Página>
——————

Por Victor Lacerda

Desde o final do ano passado a Ucrânia vem sendo assolada por uma onda de protestos e pela desordem civil. No dia 21 de novembro de 2013 ocorreram as primeiras manifestações em Kiev, a capital ucraniana. O que levou essas pessoas a saírem de suas casas? O anúncio de que o governo ucraniano, personalizado no presidente Viktor Yanukovich, suspendera as negociações de acordos de livre-comércio e de associação com a União Europeia, preferindo estreitar relações com a Rússia, país que tradicionalmente manteve a Ucrânia em sua esfera de influência ao longo dos anos.

As manifestações tornaram-se sangrentas com a intensificação da repressão policial e logo ganharam mais força. Estima-se que no começo de dezembro do ano passado uma manifestação em Kiev chegou a contar com o apoio de quase oitocentas mil pessoas. Após prolongada resistência e combates contra a Berkut (polícia especial ucraniana que atirou contra manifestantes, caracterizada por seu uniforme azul), que deixaram cerca de 104 mortos e centenas de feridos, o presidente Yanukovich foi deposto e iniciaram-se os preparativos para re-organizar e estabilizar a situação política no país, que teria eleições em maio deste ano.

——————

Dados registrados>
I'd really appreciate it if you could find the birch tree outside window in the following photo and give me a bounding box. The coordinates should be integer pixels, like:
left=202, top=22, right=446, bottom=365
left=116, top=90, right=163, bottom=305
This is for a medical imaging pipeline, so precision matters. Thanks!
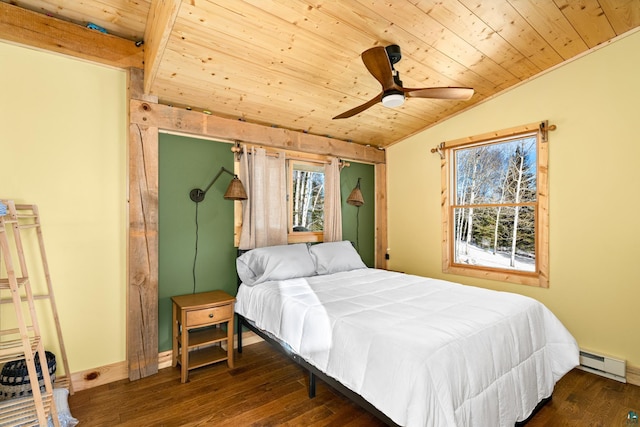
left=443, top=126, right=548, bottom=287
left=288, top=161, right=325, bottom=243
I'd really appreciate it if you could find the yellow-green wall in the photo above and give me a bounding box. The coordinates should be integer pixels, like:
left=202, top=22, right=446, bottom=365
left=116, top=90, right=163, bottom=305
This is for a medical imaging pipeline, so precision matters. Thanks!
left=0, top=42, right=127, bottom=372
left=387, top=32, right=640, bottom=367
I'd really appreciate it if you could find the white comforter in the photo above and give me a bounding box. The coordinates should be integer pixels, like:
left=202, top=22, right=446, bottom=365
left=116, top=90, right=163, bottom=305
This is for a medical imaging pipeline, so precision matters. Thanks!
left=236, top=269, right=578, bottom=427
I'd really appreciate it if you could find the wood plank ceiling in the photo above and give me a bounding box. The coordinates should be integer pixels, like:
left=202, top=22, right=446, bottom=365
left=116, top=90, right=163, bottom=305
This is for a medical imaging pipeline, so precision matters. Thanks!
left=2, top=0, right=640, bottom=148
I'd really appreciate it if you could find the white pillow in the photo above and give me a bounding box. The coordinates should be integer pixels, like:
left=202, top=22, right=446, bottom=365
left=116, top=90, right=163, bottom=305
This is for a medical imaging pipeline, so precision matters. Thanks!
left=309, top=240, right=367, bottom=274
left=236, top=243, right=316, bottom=286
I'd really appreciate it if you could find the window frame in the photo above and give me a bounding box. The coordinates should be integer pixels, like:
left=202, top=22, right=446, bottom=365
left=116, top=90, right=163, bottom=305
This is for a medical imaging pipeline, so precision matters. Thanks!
left=287, top=158, right=325, bottom=243
left=439, top=122, right=549, bottom=288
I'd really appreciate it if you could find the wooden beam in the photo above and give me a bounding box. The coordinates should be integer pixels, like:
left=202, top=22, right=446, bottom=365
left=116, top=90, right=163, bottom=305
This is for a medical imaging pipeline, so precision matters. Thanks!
left=0, top=2, right=143, bottom=68
left=127, top=69, right=158, bottom=380
left=375, top=163, right=388, bottom=268
left=144, top=0, right=182, bottom=93
left=129, top=99, right=385, bottom=164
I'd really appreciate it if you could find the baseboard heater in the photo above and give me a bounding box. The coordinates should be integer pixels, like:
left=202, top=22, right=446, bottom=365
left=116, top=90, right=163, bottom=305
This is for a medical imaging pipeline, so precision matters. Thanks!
left=578, top=349, right=627, bottom=383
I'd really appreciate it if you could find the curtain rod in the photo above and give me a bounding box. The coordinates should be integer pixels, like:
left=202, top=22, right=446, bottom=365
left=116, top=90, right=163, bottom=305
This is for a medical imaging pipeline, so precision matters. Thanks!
left=431, top=120, right=557, bottom=160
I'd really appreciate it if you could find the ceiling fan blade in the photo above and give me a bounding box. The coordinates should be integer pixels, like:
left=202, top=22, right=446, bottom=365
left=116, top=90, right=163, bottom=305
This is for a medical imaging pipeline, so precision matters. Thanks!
left=401, top=87, right=473, bottom=100
left=333, top=92, right=383, bottom=120
left=362, top=46, right=394, bottom=92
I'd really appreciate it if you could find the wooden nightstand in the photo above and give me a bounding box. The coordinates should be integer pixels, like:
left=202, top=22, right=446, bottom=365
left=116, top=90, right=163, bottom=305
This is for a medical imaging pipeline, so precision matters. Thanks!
left=171, top=291, right=235, bottom=383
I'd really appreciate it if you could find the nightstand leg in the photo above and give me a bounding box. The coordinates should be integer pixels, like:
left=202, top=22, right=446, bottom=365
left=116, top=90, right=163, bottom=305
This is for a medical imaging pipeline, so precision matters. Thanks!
left=171, top=303, right=178, bottom=368
left=227, top=316, right=234, bottom=368
left=180, top=310, right=189, bottom=383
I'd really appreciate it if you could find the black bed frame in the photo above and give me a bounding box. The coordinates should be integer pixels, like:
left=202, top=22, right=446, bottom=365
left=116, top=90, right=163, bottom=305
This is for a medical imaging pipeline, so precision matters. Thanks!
left=236, top=249, right=551, bottom=427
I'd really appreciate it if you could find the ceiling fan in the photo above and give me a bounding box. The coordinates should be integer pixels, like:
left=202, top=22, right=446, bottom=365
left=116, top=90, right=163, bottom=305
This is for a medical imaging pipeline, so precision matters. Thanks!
left=334, top=44, right=473, bottom=119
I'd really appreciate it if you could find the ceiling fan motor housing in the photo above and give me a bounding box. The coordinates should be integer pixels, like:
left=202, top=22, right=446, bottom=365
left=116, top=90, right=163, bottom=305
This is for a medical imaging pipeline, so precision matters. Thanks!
left=385, top=44, right=402, bottom=67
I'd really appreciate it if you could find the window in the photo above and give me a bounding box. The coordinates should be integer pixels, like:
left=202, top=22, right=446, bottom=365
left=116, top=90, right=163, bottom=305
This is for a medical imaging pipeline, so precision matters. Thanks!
left=288, top=160, right=324, bottom=243
left=443, top=124, right=548, bottom=287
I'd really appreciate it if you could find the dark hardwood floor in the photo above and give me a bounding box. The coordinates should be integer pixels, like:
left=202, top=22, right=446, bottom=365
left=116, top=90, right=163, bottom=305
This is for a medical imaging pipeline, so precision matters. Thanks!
left=69, top=342, right=640, bottom=427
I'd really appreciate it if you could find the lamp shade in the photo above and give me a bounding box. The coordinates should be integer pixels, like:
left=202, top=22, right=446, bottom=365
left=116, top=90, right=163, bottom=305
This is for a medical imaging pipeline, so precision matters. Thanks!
left=347, top=178, right=364, bottom=207
left=224, top=176, right=247, bottom=200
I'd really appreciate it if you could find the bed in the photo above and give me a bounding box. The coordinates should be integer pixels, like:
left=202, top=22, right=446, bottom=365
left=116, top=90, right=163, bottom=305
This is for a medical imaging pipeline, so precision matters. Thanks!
left=235, top=242, right=579, bottom=427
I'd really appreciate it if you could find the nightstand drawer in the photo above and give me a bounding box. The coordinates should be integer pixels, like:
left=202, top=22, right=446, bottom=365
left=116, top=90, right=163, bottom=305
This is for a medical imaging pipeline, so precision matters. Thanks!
left=186, top=304, right=233, bottom=328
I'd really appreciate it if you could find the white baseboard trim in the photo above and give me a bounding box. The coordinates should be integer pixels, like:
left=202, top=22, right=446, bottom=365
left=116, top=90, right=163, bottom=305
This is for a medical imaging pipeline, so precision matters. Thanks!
left=71, top=331, right=262, bottom=392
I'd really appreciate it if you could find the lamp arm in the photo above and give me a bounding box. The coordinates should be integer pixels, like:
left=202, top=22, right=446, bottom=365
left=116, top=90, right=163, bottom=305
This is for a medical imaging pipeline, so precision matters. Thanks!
left=204, top=166, right=236, bottom=194
left=189, top=166, right=236, bottom=203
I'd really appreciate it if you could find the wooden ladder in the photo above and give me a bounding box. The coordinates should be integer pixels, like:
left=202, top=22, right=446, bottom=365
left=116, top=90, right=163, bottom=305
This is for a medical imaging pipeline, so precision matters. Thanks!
left=0, top=200, right=71, bottom=427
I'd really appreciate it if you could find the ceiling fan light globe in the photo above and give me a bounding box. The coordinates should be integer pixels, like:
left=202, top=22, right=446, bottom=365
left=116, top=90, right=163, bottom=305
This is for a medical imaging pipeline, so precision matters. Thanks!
left=382, top=93, right=404, bottom=108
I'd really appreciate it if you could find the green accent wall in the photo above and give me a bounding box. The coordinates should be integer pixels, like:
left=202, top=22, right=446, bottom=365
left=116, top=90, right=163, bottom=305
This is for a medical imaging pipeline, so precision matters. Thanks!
left=158, top=134, right=375, bottom=352
left=340, top=162, right=375, bottom=267
left=158, top=134, right=237, bottom=351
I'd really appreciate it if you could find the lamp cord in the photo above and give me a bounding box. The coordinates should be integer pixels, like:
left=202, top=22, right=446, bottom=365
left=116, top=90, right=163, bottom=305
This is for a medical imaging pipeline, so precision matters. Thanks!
left=356, top=206, right=360, bottom=252
left=192, top=203, right=200, bottom=294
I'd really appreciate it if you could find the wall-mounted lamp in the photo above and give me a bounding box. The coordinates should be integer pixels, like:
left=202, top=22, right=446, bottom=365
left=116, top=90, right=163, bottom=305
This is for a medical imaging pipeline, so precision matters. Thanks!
left=189, top=167, right=247, bottom=294
left=347, top=178, right=364, bottom=207
left=347, top=178, right=364, bottom=251
left=189, top=167, right=247, bottom=203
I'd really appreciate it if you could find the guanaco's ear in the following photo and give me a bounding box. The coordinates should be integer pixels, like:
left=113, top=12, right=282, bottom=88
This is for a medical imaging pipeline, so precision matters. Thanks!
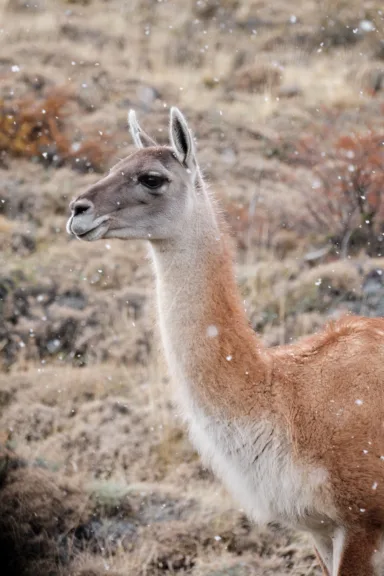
left=169, top=107, right=196, bottom=169
left=128, top=110, right=157, bottom=148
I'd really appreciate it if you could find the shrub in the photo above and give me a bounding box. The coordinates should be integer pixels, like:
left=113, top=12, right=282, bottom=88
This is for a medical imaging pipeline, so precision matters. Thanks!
left=290, top=126, right=384, bottom=257
left=0, top=88, right=111, bottom=172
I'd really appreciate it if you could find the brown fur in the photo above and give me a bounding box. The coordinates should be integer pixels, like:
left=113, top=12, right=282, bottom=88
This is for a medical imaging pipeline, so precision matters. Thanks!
left=69, top=108, right=384, bottom=576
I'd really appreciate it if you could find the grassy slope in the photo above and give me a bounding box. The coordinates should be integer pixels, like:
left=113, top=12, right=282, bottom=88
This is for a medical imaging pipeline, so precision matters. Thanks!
left=0, top=0, right=384, bottom=576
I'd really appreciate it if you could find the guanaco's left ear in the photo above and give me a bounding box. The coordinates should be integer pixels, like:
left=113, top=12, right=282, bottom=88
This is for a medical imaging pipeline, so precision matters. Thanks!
left=128, top=110, right=157, bottom=148
left=169, top=107, right=196, bottom=170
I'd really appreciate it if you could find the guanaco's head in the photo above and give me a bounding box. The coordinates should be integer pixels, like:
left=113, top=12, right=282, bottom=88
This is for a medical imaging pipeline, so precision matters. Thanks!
left=67, top=108, right=200, bottom=241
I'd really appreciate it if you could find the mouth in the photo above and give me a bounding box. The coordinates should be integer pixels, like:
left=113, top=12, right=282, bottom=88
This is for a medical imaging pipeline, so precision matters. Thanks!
left=67, top=218, right=109, bottom=242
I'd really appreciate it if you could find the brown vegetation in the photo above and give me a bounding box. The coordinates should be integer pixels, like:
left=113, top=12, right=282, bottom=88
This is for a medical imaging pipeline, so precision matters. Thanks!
left=0, top=0, right=384, bottom=576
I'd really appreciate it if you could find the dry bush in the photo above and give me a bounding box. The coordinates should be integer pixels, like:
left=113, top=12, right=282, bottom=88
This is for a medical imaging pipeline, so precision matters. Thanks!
left=0, top=88, right=111, bottom=172
left=290, top=123, right=384, bottom=257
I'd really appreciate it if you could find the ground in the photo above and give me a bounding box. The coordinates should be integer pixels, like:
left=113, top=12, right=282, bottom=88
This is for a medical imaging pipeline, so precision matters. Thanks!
left=0, top=0, right=384, bottom=576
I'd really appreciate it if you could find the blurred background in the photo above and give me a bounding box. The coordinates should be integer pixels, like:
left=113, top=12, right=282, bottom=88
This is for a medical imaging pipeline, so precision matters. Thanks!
left=0, top=0, right=384, bottom=576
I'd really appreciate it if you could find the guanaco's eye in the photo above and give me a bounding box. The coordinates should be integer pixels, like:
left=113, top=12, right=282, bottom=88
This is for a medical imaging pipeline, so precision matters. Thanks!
left=139, top=174, right=167, bottom=190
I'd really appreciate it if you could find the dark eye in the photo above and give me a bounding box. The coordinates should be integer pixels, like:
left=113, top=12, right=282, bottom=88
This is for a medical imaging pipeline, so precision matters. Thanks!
left=139, top=174, right=166, bottom=190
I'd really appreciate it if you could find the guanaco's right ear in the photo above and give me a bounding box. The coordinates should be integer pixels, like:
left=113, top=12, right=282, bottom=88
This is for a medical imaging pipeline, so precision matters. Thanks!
left=169, top=107, right=197, bottom=170
left=128, top=110, right=157, bottom=148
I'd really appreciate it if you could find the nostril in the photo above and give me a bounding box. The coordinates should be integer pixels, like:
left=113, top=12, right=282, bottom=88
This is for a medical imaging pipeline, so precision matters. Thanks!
left=72, top=200, right=93, bottom=216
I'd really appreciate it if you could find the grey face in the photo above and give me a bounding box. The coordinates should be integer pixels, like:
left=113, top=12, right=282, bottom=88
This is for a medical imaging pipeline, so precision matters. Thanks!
left=67, top=147, right=195, bottom=241
left=67, top=111, right=196, bottom=241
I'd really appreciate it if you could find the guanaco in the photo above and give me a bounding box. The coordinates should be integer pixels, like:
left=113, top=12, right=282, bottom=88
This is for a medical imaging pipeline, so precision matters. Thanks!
left=67, top=108, right=384, bottom=576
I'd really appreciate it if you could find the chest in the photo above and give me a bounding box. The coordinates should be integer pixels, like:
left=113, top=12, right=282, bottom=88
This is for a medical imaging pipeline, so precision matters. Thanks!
left=183, top=404, right=325, bottom=525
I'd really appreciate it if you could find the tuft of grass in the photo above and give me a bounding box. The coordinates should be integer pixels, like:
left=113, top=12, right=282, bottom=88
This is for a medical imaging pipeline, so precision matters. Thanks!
left=0, top=87, right=112, bottom=172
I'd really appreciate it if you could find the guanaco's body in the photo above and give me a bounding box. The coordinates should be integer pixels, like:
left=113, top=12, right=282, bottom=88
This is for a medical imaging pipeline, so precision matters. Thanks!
left=68, top=108, right=384, bottom=576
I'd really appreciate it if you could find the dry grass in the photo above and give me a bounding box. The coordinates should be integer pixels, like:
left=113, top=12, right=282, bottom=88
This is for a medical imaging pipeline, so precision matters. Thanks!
left=0, top=0, right=384, bottom=576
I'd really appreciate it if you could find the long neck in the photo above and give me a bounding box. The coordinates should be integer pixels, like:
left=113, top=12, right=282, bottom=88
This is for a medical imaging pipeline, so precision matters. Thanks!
left=152, top=193, right=266, bottom=413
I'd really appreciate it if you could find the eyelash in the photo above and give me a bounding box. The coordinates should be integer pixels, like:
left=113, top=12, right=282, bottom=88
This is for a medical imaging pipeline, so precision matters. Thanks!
left=138, top=174, right=167, bottom=190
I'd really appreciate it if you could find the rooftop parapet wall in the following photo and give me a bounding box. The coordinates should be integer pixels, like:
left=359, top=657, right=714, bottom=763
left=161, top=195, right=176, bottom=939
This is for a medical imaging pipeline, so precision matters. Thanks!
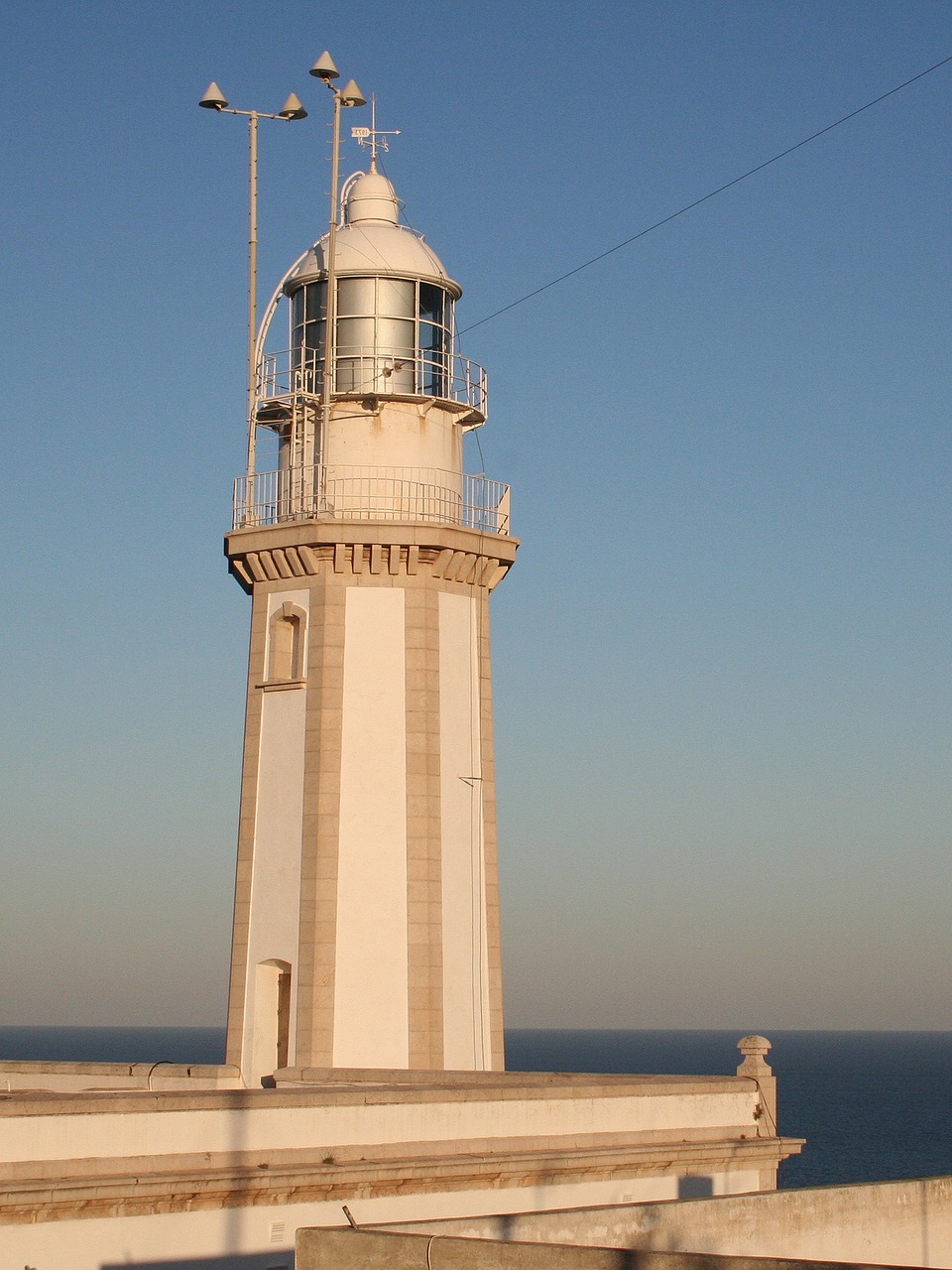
left=295, top=1229, right=918, bottom=1270
left=0, top=1060, right=241, bottom=1093
left=375, top=1178, right=952, bottom=1270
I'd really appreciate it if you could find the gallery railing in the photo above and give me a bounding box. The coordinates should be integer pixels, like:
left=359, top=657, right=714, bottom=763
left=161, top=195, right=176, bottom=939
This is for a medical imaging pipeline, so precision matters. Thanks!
left=234, top=463, right=511, bottom=534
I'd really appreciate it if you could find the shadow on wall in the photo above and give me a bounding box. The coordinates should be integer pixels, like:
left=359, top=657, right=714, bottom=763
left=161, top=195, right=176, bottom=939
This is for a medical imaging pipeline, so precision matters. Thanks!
left=678, top=1176, right=713, bottom=1199
left=100, top=1248, right=295, bottom=1270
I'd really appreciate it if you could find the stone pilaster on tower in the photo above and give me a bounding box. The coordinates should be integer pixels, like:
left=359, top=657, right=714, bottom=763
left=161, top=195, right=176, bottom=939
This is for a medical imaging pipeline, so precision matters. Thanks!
left=226, top=171, right=518, bottom=1083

——————

Tarefa A> Liste todas as quantidades de pessoas mencionadas no texto sobre os protestos na Ucrânia.
Tarefa B> Indique se cada afirmação concorda com o texto sobre os protestos na Ucrânia, citando as palavras dele que decidem a resposta: (i) As primeiras manifestações em Kiev ocorreram em 21 de novembro de 2013. (ii) O governo ucraniano decidiu estreitar relações com a União Europeia. (iii) A Berkut se caracterizava por um uniforme verde.
Tarefa C> Por favor, reescreva em forma de lista o parágrafo do texto sobre os protestos na Ucrânia que começa com "As manifestações tornaram-se sangrentas", mantendo os fatos principais.
Os dados vêm de outra fonte.

Resposta final A>
- quase oitocentas mil pessoas
- cerca de 104 mortos
- centenas de feridos

Resposta final B>
(i) Sim: "No dia 21 de novembro de 2013 ocorreram as primeiras manifestações em Kiev"
(ii) Não: "suspendera as negociações de acordos de livre-comércio e de associação com a União Europeia, preferindo estreitar relações com a Rússia"
(iii) Não: "caracterizada por seu uniforme azul"

Resposta final C>
- Com a intensificação da repressão policial, as manifestações tornaram-se sangrentas e ganharam mais força.
- No começo de dezembro do ano passado, estima-se que uma manifestação em Kiev teve o apoio de quase oitocentas mil pessoas.
- A resistência e os combates contra a Berkut, polícia especial ucraniana de uniforme azul que atirou contra manifestantes, deixaram cerca de 104 mortos e centenas de feridos.
- O presidente Yanukovich foi deposto.
- Iniciaram-se os preparativos para reorganizar e estabilizar a situação política do país, que teria eleições em maio deste ano.